• [EXERCISE DESCRIPTION]: Copy out each line of the data holding "roof".

• [INFORMATION]:
*** Begin section ***

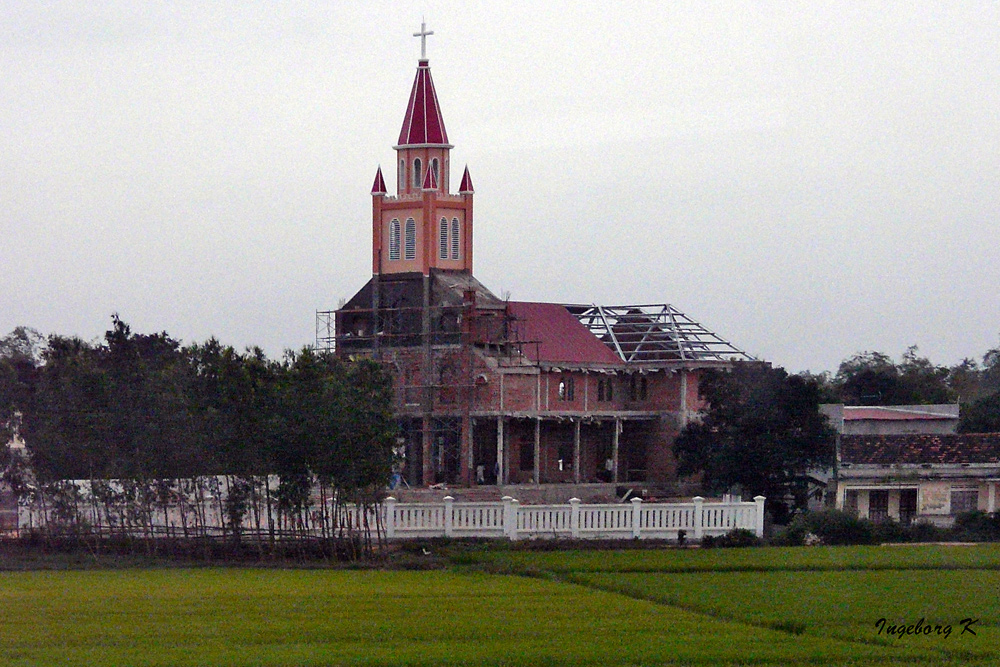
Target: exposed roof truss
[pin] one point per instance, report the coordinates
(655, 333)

*** End section ***
*** Begin section ***

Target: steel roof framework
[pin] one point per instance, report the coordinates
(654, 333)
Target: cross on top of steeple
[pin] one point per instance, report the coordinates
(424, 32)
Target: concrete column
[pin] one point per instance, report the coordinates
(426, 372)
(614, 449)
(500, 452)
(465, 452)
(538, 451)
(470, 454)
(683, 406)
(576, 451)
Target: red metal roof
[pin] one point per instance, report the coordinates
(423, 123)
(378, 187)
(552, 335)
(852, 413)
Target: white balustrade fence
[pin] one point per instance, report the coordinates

*** End section ***
*** Begin section ***

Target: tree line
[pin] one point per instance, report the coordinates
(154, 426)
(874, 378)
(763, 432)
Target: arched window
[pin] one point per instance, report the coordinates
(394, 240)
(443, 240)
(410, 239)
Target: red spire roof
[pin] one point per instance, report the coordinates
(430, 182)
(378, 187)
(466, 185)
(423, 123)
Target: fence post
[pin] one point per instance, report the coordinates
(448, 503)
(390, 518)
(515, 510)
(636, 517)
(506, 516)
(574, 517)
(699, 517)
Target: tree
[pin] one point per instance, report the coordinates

*** End section ***

• [RESPONSE BELOW]:
Target: exposed roof truss
Target: steel roof framework
Target: red metal roof
Target: red spire roof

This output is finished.